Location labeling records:
= = = = = = =

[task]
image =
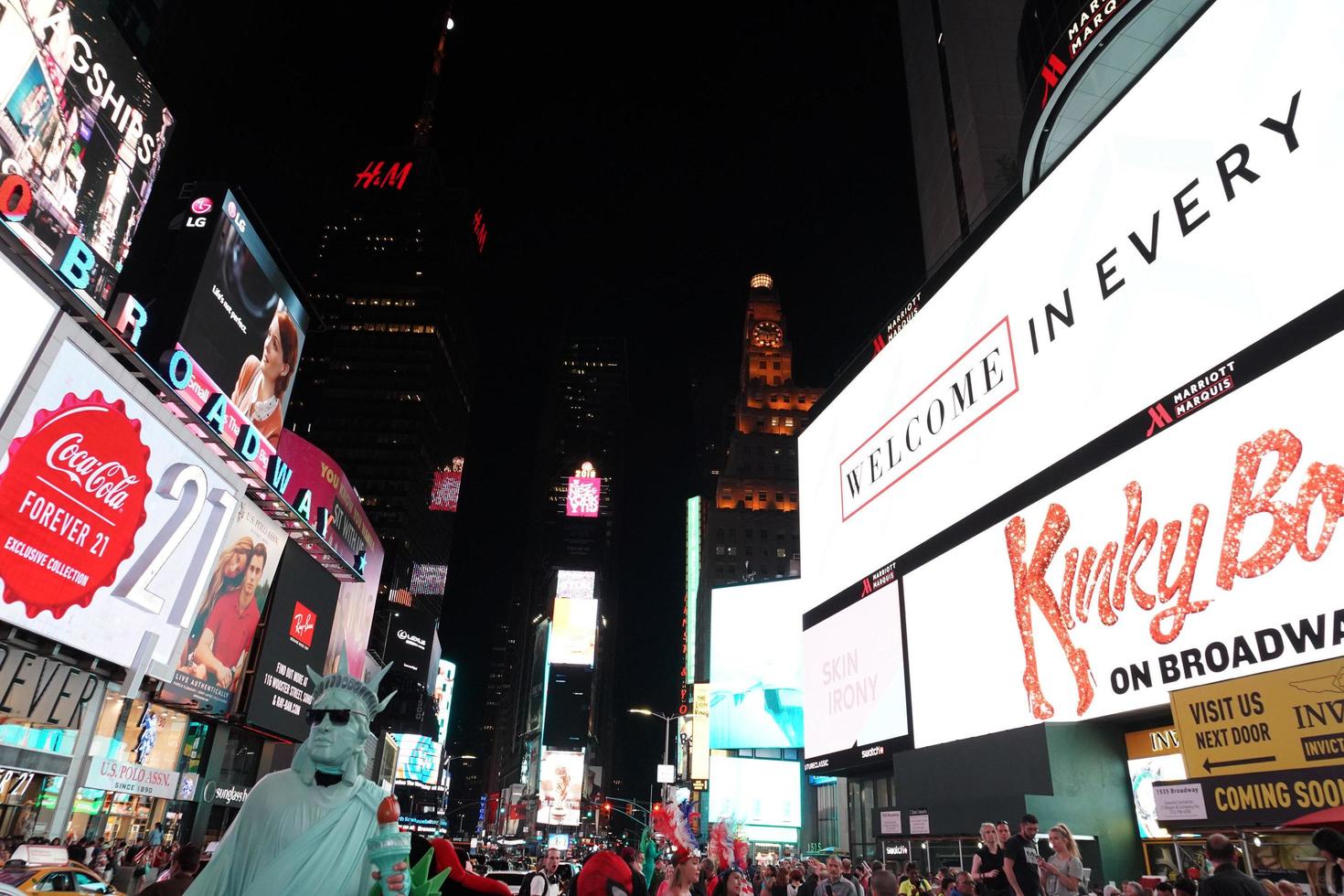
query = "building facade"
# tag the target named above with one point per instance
(551, 676)
(749, 523)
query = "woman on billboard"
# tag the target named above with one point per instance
(262, 382)
(226, 577)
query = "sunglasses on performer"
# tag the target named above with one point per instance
(337, 716)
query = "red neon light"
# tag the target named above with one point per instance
(74, 498)
(479, 229)
(16, 197)
(374, 176)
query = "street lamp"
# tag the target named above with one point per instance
(667, 729)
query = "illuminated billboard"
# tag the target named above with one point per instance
(82, 133)
(245, 325)
(448, 488)
(27, 316)
(417, 759)
(112, 515)
(339, 517)
(299, 624)
(572, 633)
(755, 792)
(580, 584)
(583, 496)
(1153, 755)
(755, 699)
(569, 707)
(1095, 511)
(560, 789)
(409, 641)
(215, 314)
(443, 681)
(429, 578)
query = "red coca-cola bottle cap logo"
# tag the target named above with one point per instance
(71, 501)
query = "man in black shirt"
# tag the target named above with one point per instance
(1227, 879)
(1021, 860)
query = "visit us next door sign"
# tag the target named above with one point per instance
(1277, 720)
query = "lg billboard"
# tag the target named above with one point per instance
(1106, 438)
(299, 626)
(755, 700)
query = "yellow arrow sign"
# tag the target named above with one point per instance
(1284, 719)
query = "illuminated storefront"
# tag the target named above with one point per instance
(144, 755)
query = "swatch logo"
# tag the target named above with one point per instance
(302, 626)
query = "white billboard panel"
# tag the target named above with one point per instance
(755, 700)
(560, 789)
(1194, 219)
(111, 513)
(1197, 557)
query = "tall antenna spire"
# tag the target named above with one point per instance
(425, 123)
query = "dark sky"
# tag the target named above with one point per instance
(636, 164)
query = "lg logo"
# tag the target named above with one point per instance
(303, 624)
(402, 635)
(200, 208)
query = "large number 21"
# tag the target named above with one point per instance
(187, 486)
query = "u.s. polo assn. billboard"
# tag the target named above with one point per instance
(1104, 460)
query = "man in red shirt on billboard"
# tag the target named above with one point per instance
(230, 626)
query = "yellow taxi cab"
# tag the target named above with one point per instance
(48, 869)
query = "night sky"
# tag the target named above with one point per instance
(636, 165)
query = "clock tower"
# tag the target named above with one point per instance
(768, 398)
(748, 529)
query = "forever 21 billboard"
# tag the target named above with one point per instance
(300, 624)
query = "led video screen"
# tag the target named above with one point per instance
(755, 698)
(1072, 441)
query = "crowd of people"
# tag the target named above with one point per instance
(1006, 864)
(155, 868)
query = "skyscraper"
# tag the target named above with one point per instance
(749, 528)
(552, 666)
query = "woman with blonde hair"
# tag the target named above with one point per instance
(1062, 873)
(987, 868)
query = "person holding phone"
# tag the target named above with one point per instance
(1021, 860)
(914, 883)
(835, 884)
(987, 867)
(1063, 870)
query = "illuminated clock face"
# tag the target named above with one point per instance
(766, 335)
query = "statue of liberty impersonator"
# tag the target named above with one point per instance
(303, 829)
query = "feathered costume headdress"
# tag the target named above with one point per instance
(675, 824)
(728, 850)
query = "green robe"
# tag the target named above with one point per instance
(292, 837)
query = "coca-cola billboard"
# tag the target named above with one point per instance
(128, 778)
(1106, 464)
(74, 497)
(109, 509)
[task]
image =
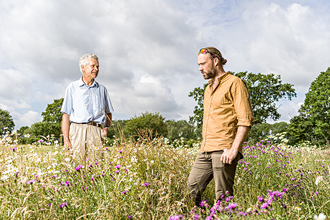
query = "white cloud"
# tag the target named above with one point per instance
(148, 49)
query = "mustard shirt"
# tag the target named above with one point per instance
(225, 108)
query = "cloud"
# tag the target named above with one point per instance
(148, 49)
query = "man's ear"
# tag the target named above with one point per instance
(216, 61)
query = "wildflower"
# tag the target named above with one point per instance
(31, 181)
(264, 205)
(63, 205)
(320, 217)
(202, 203)
(231, 206)
(318, 180)
(79, 167)
(196, 217)
(176, 217)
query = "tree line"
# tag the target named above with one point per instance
(312, 124)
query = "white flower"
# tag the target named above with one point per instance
(320, 217)
(318, 180)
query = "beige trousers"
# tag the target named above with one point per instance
(86, 140)
(208, 165)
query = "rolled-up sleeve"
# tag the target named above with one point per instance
(242, 104)
(108, 104)
(67, 106)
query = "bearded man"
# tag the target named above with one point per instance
(226, 122)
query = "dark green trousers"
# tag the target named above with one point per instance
(208, 165)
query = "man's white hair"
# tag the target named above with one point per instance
(84, 59)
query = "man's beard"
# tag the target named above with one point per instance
(210, 74)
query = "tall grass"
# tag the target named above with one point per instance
(146, 179)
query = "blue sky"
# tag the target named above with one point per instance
(148, 49)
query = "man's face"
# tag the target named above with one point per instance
(206, 66)
(91, 69)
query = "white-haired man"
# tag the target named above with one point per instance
(86, 110)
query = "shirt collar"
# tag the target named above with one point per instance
(81, 83)
(211, 81)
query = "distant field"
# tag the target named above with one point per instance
(147, 180)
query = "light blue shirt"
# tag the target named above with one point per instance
(84, 103)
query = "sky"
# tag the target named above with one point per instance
(148, 49)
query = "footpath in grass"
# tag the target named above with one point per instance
(146, 179)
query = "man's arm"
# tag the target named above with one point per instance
(108, 121)
(230, 154)
(65, 130)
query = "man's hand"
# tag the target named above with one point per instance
(68, 144)
(105, 131)
(229, 155)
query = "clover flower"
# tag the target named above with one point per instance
(320, 217)
(31, 181)
(63, 205)
(79, 167)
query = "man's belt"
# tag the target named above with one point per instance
(90, 123)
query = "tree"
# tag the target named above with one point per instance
(53, 114)
(265, 90)
(146, 122)
(6, 122)
(313, 122)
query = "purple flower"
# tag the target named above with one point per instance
(264, 205)
(176, 217)
(231, 206)
(202, 203)
(79, 167)
(196, 217)
(31, 181)
(63, 205)
(261, 198)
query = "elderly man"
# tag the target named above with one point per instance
(86, 110)
(226, 122)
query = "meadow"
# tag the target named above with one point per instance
(146, 179)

= = = = = = =

● Set problem
Retype the whole listing, keeping every line identical and omitting all pictures.

● Task output
[task]
image =
query = "building facade"
# tag the target named above with one point per instance
(551, 676)
(749, 523)
query = "woman on billboard"
# tag the target named above with one point per instance
(262, 382)
(226, 577)
query = "sunglasses on performer"
# tag the target named above with one point per instance
(337, 716)
query = "red neon light"
# tag the target named above with one point per instance
(74, 498)
(479, 229)
(16, 197)
(374, 176)
query = "street lamp"
# tag the target named above with one point per instance
(667, 729)
query = "illuminated billboard"
# tag the target named above with one point per instance
(82, 133)
(245, 325)
(448, 488)
(27, 316)
(417, 759)
(112, 515)
(339, 517)
(299, 624)
(572, 633)
(755, 792)
(580, 584)
(583, 496)
(1153, 755)
(755, 699)
(569, 707)
(1095, 511)
(560, 789)
(409, 641)
(215, 314)
(443, 681)
(429, 578)
query = "red coca-cola bottle cap logo"
# tag the target named above with one point per instance
(71, 501)
query = "man in black shirt"
# tag the target named above with one point per instance
(1227, 879)
(1021, 860)
query = "visit us next door sign"
# tag the target named above with one point per instance
(1277, 720)
query = "lg billboard"
# tag the target named above with one point per instance
(1106, 438)
(299, 626)
(755, 700)
query = "yellow arrow sign"
# tag the target named above with one point per instance
(1284, 719)
query = "illuminated storefront"
# tag the target named above with one point per instance
(144, 755)
query = "swatch logo"
# tag the target named above with one point per instance
(302, 626)
query = "white billboard panel"
# tag the target named above with one point per instance
(755, 700)
(560, 789)
(1194, 219)
(111, 513)
(1197, 557)
query = "tall antenna spire"
# tag the target named above with one point per instance
(425, 123)
query = "dark sky"
# tag the target named above with one point per instance
(636, 164)
query = "lg logo"
# tag the target named above with one point per instance
(303, 624)
(402, 635)
(200, 208)
query = "large number 21"
# tag the target named above with one point per instance
(187, 486)
query = "u.s. polo assn. billboard"
# tag the target named above with one point per instance
(1104, 460)
query = "man in red shirt on billboard"
# tag the target named above with one point per instance
(230, 626)
query = "yellow taxi cab"
# tag the target named above with one point per instance
(48, 869)
query = "night sky"
# tag the target named above with one point per instance
(636, 165)
query = "clock tower"
# tag the target named above with one point per instance
(768, 398)
(748, 529)
query = "forever 21 billboard"
# tag the target named above with one point per instance
(300, 624)
query = "led video screen"
# tag the target named above with one point per instance
(755, 698)
(1072, 441)
query = "crowd of people"
# tag the target named above with one point per instance
(1006, 864)
(155, 868)
query = "skyscraper"
# tag the target named above with one point per instance
(749, 528)
(552, 666)
query = "woman with blonde hair"
# tag the target named above with one point per instance
(1062, 873)
(987, 868)
query = "person holding phone"
# tag the target named above with one point per instance
(1021, 860)
(914, 883)
(835, 884)
(987, 867)
(1063, 870)
query = "illuminated clock face"
# tag the target named above with one point per instance
(766, 335)
query = "statue of liberty impersonator"
# tag the target named above with one point per instance
(303, 829)
query = "feathered costume headdress"
# tag the target named above with one point per instance
(675, 824)
(728, 850)
query = "green robe"
# tag the target named above with one point per instance
(292, 837)
query = "coca-cola billboard"
# tag the target named above with one point per instance
(128, 778)
(1106, 464)
(74, 497)
(109, 509)
[task]
image =
query = "white cloud"
# tag the target named above with one point per instance
(148, 49)
query = "mustard shirt"
# tag the target named above with one point per instance
(225, 108)
query = "cloud"
# tag the target named above with one point per instance
(148, 49)
query = "man's ear"
# tag the target named above with one point per instance
(216, 61)
query = "wildflower"
# tag the target named above with one point per instance
(31, 181)
(264, 205)
(63, 205)
(320, 217)
(202, 203)
(231, 206)
(318, 180)
(79, 167)
(196, 217)
(176, 217)
query = "tree line"
# tag the target named above with one point per instance
(312, 124)
query = "white flower"
# tag the target named above with one point per instance
(320, 217)
(318, 180)
query = "beige trousers"
# tag the target named above with one point per instance
(86, 140)
(208, 165)
query = "rolled-up sleeve"
# tag the target named above with one point per instance
(242, 104)
(108, 104)
(67, 106)
query = "bearded man"
# tag the target named above with one point per instance
(226, 122)
query = "dark green trousers"
# tag the target named above with one point per instance
(208, 165)
query = "man's white hair"
# tag the target named above with one point per instance
(84, 59)
query = "man's beard"
# tag the target named above with one point per instance
(210, 74)
query = "tall grass"
# tag the target named above with one point per instance
(146, 179)
query = "blue sky"
# tag the target named above with one point per instance
(148, 49)
query = "man's face"
# tag the target named above with one point per instance
(206, 66)
(91, 69)
query = "white-haired man"
# tag the target named above with one point per instance
(86, 110)
query = "shirt collar"
# tag the target named above with one point per instance
(81, 83)
(211, 81)
query = "distant field"
# tag the target named above with one point per instance
(147, 180)
query = "light blue shirt"
# tag the target named above with one point per instance
(84, 103)
query = "sky"
# tag the target named above with one point per instance
(148, 49)
query = "footpath in grass"
# tag the target named above with one point per instance
(146, 179)
query = "man's arm"
# tag the target named above with one point per instance
(108, 121)
(230, 154)
(65, 130)
query = "man's hand"
# tag the target named above with one point per instance
(68, 144)
(105, 131)
(229, 155)
query = "clover flower"
# tag the target named above with one point per instance
(320, 217)
(31, 181)
(63, 205)
(79, 167)
query = "man's belt"
# tag the target named above with one point per instance
(90, 123)
query = "tree"
# tag the target named above with one point per instance
(53, 114)
(265, 90)
(146, 122)
(6, 122)
(313, 122)
query = "purple flower"
# tag the target named above with one point per instance
(264, 205)
(176, 217)
(231, 206)
(202, 203)
(79, 167)
(196, 217)
(31, 181)
(63, 205)
(261, 198)
query = "elderly man"
# tag the target named above with one point per instance
(86, 110)
(226, 122)
query = "meadow"
# tag the target named above with one point per instance
(146, 179)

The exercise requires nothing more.